### YOUR ASSIGNMENT
Please copy each line below that contains the string "dark".

### INPUT
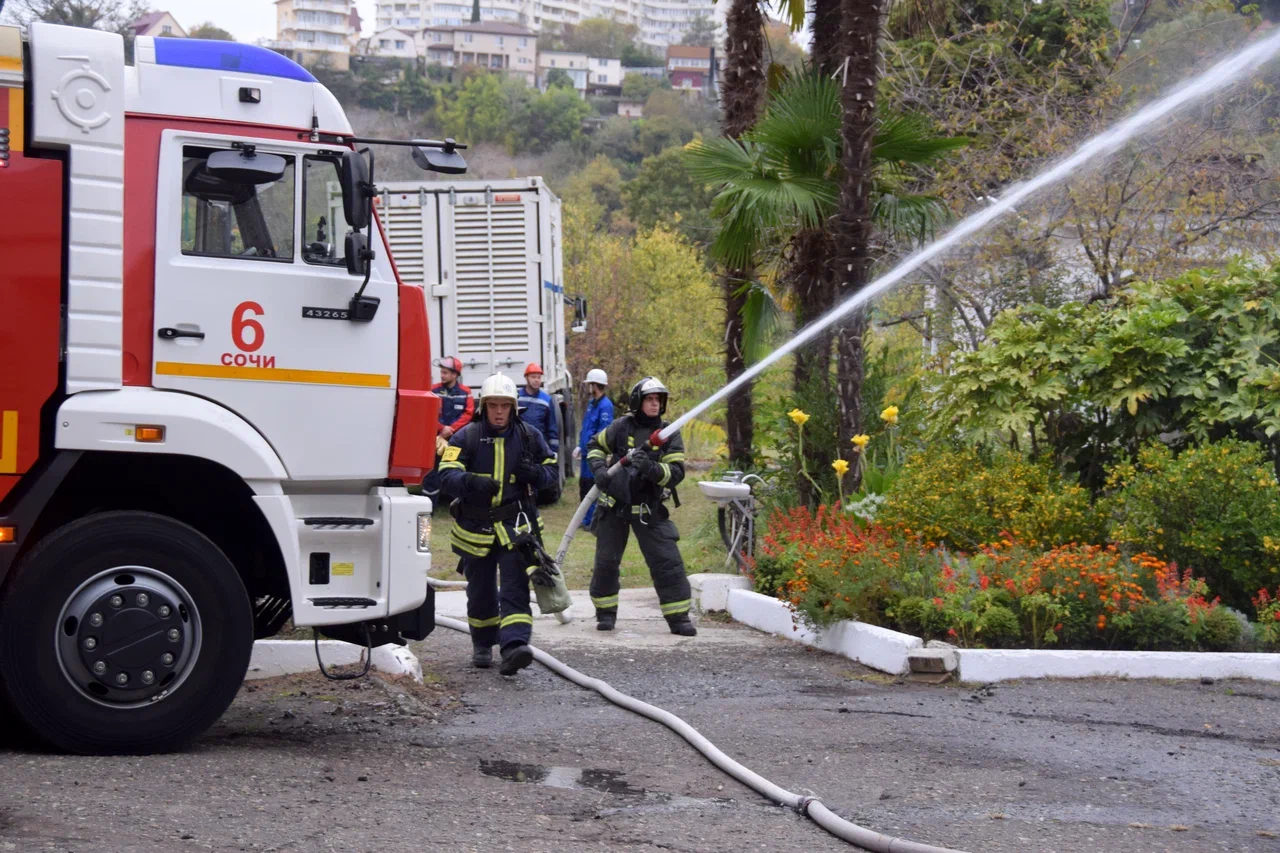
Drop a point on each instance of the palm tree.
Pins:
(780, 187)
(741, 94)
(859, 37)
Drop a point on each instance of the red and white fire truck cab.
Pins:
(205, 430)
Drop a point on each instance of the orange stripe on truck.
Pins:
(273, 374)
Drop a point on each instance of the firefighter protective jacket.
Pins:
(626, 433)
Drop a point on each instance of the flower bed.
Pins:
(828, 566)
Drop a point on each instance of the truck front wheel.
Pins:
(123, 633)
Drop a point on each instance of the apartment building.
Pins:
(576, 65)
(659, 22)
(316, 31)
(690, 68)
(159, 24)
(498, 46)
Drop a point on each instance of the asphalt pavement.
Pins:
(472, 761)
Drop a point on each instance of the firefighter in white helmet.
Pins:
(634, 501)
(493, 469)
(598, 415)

==

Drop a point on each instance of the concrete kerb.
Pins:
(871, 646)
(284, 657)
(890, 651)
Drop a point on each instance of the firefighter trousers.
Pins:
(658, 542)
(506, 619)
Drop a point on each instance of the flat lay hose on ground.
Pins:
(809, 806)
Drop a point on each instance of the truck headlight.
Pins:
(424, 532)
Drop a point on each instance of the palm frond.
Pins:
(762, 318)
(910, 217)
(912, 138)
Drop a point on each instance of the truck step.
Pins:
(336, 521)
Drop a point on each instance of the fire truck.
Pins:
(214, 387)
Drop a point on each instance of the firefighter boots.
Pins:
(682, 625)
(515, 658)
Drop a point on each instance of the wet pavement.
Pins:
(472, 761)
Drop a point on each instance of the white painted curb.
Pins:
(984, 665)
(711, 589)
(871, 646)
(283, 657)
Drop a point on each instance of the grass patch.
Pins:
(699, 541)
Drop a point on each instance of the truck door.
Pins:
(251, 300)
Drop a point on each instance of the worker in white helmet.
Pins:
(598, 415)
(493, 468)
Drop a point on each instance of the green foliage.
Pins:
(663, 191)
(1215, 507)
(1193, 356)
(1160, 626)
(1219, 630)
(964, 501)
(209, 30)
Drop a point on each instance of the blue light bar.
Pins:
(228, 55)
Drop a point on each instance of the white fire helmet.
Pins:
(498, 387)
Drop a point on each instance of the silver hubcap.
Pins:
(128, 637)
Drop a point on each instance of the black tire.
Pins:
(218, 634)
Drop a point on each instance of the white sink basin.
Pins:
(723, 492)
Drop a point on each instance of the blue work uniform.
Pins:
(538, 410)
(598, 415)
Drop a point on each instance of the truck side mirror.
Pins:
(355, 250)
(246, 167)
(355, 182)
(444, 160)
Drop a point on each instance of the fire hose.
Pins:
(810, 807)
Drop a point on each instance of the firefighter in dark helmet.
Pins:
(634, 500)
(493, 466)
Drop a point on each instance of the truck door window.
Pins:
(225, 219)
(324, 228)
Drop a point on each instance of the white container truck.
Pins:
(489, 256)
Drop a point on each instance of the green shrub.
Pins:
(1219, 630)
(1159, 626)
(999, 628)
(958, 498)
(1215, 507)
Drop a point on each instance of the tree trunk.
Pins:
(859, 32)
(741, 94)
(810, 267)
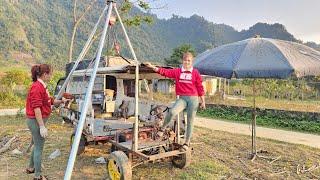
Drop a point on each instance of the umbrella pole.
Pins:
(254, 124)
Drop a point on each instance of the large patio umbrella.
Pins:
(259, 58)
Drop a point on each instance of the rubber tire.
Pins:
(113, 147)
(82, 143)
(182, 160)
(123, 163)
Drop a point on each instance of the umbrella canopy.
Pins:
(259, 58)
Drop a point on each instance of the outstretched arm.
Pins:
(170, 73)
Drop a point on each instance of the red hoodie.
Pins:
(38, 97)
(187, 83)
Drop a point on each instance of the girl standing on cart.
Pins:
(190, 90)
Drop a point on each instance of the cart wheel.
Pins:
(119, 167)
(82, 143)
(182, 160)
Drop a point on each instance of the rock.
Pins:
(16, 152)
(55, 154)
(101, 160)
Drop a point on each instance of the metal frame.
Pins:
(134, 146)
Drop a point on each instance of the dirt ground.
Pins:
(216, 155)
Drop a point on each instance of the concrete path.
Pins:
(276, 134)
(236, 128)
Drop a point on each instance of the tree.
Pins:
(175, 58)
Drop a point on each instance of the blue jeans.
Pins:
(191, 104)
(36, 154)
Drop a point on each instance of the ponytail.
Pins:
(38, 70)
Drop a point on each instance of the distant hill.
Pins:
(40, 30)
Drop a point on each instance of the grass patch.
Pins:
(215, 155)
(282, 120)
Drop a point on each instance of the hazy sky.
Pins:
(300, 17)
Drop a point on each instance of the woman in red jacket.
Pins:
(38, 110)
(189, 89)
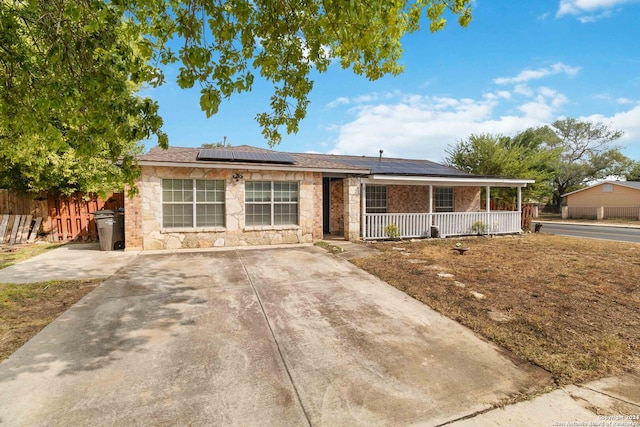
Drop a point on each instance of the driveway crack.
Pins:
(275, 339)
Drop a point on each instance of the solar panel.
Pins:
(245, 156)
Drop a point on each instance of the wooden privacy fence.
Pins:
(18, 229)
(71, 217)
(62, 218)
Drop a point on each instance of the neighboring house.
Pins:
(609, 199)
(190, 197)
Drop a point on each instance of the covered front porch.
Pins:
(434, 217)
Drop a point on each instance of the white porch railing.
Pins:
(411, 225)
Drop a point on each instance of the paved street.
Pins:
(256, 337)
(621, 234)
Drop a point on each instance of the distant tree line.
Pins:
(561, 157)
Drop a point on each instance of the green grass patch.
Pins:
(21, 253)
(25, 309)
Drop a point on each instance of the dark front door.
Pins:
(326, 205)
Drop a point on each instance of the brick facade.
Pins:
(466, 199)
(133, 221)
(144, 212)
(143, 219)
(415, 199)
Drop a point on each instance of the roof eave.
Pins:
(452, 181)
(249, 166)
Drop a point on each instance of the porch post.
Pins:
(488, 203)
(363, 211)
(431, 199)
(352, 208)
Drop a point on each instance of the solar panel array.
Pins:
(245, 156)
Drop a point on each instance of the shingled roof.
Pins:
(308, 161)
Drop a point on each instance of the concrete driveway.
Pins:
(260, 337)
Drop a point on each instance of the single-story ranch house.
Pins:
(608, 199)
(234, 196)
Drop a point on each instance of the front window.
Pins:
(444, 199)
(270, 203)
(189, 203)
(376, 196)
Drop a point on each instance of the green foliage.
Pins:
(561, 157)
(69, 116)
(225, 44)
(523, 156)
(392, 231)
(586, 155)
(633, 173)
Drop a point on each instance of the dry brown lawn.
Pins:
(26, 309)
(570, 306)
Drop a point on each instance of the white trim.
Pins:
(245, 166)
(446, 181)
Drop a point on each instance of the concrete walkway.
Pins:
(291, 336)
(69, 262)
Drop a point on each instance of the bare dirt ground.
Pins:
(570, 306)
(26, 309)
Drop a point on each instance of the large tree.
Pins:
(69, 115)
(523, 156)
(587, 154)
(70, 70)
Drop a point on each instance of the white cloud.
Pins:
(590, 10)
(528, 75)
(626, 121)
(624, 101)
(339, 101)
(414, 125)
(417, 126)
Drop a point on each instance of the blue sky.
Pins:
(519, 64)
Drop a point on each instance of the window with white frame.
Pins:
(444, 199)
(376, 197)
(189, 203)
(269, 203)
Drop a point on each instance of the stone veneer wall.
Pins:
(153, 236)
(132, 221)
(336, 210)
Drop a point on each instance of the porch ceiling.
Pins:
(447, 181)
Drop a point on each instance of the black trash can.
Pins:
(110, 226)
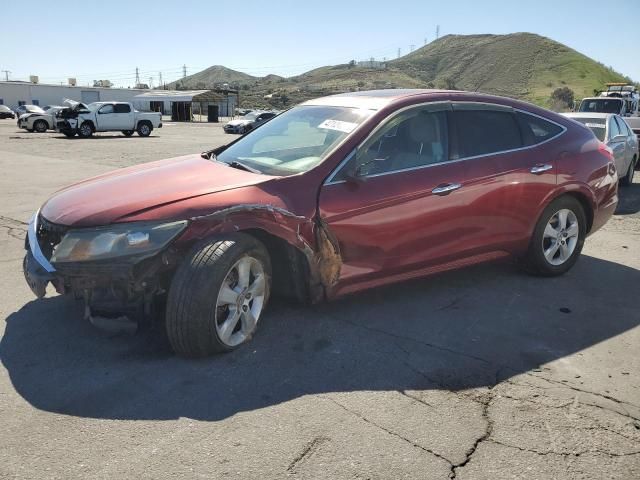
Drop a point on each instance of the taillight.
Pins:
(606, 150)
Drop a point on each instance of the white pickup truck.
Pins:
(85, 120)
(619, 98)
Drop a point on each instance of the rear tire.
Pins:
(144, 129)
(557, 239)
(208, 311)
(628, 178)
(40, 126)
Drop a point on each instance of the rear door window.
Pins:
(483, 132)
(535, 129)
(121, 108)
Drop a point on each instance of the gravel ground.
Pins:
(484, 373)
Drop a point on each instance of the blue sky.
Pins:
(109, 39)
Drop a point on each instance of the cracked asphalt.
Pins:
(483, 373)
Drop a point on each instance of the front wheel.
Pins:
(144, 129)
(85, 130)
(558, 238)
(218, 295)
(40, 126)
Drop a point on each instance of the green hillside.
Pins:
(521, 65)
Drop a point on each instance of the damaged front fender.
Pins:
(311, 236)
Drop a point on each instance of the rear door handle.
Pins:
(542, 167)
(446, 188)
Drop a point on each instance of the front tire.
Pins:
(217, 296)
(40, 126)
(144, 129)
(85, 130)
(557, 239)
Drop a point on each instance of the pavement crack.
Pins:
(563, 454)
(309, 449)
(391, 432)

==

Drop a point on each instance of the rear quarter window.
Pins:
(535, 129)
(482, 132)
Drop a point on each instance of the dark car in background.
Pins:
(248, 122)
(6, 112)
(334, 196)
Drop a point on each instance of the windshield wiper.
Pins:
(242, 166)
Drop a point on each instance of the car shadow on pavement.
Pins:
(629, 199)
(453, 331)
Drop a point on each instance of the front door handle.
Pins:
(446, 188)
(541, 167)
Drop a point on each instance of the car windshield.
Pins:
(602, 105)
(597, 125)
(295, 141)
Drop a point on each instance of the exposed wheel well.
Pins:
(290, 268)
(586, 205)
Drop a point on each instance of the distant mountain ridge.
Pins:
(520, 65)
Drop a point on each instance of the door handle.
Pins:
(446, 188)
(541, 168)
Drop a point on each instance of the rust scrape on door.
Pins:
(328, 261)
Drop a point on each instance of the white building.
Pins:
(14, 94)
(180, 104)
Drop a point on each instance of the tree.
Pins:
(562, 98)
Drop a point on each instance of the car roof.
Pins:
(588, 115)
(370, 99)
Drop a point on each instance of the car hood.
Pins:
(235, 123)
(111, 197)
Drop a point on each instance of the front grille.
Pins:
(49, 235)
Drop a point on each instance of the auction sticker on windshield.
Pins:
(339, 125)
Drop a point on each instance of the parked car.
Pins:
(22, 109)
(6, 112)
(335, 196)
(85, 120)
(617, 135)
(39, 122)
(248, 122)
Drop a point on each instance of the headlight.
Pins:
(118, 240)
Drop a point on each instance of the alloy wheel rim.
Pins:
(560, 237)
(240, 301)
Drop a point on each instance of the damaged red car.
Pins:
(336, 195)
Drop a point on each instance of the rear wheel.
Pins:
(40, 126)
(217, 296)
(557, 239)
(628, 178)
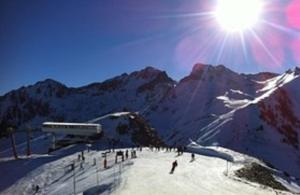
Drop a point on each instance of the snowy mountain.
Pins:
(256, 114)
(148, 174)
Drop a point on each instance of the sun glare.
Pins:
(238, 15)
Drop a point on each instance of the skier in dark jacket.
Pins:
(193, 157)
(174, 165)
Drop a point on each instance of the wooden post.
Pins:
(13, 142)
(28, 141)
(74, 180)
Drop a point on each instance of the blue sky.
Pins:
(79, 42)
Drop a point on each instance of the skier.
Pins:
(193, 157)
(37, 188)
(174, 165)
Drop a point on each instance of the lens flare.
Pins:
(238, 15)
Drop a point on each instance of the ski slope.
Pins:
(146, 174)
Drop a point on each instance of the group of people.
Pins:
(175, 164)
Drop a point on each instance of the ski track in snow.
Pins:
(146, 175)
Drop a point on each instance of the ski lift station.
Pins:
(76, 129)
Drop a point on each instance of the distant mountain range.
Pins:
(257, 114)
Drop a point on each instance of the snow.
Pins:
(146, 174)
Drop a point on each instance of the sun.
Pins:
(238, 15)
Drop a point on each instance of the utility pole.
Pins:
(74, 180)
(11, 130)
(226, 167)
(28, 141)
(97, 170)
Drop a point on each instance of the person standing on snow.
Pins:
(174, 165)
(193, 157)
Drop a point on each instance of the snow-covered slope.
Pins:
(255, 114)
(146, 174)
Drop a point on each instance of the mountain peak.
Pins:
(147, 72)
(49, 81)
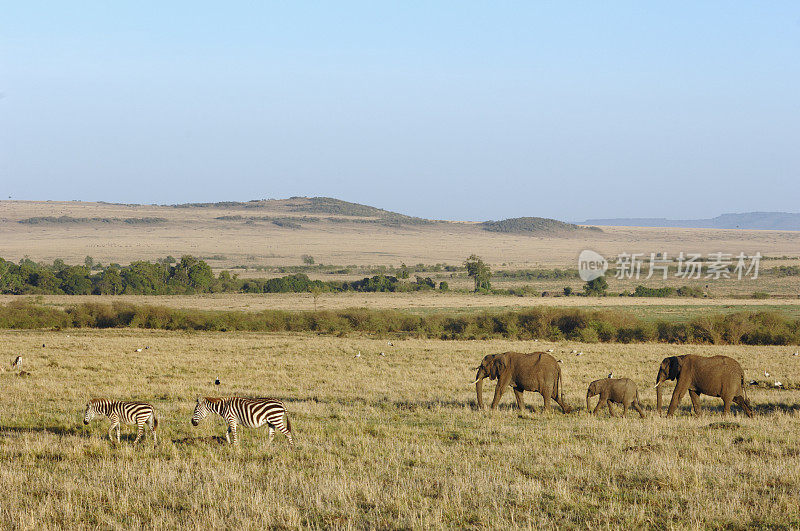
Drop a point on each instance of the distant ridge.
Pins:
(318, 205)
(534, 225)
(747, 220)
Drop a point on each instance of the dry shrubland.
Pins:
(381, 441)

### YOUR SOLUTION
Drop a point on each instance of the firefighter in dark helmet.
Drop a point on each instance of the dark front door.
Drop a point on each instance of the dark car in background.
Drop a point on each instance of the skier in dark jacket.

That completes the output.